## [Problem description]
Keep the pictures out of the copy and print all the entries below exactly.

## [Excerpted records]
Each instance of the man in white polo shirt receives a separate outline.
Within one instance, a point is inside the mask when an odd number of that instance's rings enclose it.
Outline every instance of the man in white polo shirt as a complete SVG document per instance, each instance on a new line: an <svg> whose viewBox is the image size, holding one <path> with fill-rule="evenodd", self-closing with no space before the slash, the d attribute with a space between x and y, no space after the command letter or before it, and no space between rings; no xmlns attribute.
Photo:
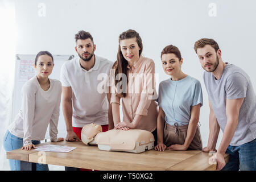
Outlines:
<svg viewBox="0 0 256 182"><path fill-rule="evenodd" d="M70 142L81 141L81 132L86 124L100 125L103 131L108 131L109 102L106 93L97 90L102 82L97 78L101 73L108 75L113 65L94 54L96 47L90 33L80 31L75 38L79 57L65 63L60 73L66 140Z"/></svg>

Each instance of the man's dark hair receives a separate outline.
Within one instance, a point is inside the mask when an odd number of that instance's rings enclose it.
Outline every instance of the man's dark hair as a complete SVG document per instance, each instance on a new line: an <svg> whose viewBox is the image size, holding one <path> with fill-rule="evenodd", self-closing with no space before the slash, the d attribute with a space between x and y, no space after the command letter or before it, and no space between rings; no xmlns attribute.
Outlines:
<svg viewBox="0 0 256 182"><path fill-rule="evenodd" d="M93 38L92 36L92 35L88 32L86 32L84 30L80 30L75 35L75 39L76 39L76 43L77 42L79 39L85 40L90 38L90 39L93 43Z"/></svg>

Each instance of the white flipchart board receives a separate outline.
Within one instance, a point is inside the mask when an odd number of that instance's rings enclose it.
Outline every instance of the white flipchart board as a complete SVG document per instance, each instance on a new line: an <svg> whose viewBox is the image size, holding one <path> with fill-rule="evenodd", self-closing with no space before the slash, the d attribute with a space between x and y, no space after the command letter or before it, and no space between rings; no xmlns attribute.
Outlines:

## [Expected answer]
Each instance of the man in white polo shirt receives a separate outline.
Within one instance, a point is inside the mask when an odd number of that instance's rings enclose it.
Outline every instance of the man in white polo shirt as a complete SVG document per instance, each instance on a new line: an <svg> whose viewBox is the image size, holding one <path> with fill-rule="evenodd", self-closing with no space before the slash, the d attribute with a space between x and y, no space after the command letter or before it, and no space between rings; no xmlns attribute.
Photo:
Outlines:
<svg viewBox="0 0 256 182"><path fill-rule="evenodd" d="M70 142L81 141L81 132L86 124L100 125L103 131L108 131L109 102L106 93L97 90L102 82L97 78L101 73L108 75L113 65L94 54L96 47L90 33L80 31L75 38L79 57L65 63L60 73L66 140Z"/></svg>

Each instance of the man's dark hair receives a separate outline.
Within one instance, a point is inside the mask when an odd number of that instance's rings enclose it.
Outline every instance of the man's dark hair as a complete SVG document per instance, each instance on a new line: an <svg> whose viewBox is the image size, holding one <path> with fill-rule="evenodd", self-closing with no space before the slash, the d attribute with a space between x and y, no space after the command letter or before it, and no space between rings; no xmlns attribute.
Outlines:
<svg viewBox="0 0 256 182"><path fill-rule="evenodd" d="M93 38L92 36L92 35L88 32L86 32L84 30L80 30L75 35L75 39L76 39L76 43L77 42L79 39L85 40L90 38L90 39L93 43Z"/></svg>

Each instance of the white flipchart board receives a separate outline.
Within one instance, a point is inside the mask when an odd number of that instance's rings enclose it.
Outline every instance of the white flipchart board as a complete SVG document per instance, each instance on a new line: an <svg> whose viewBox is the image size, holding one <path> with fill-rule="evenodd", self-closing with no space before the slash, the d attribute with a space between x and y, no space after the command letter or before it, and no space between rings; no xmlns attribute.
Outlines:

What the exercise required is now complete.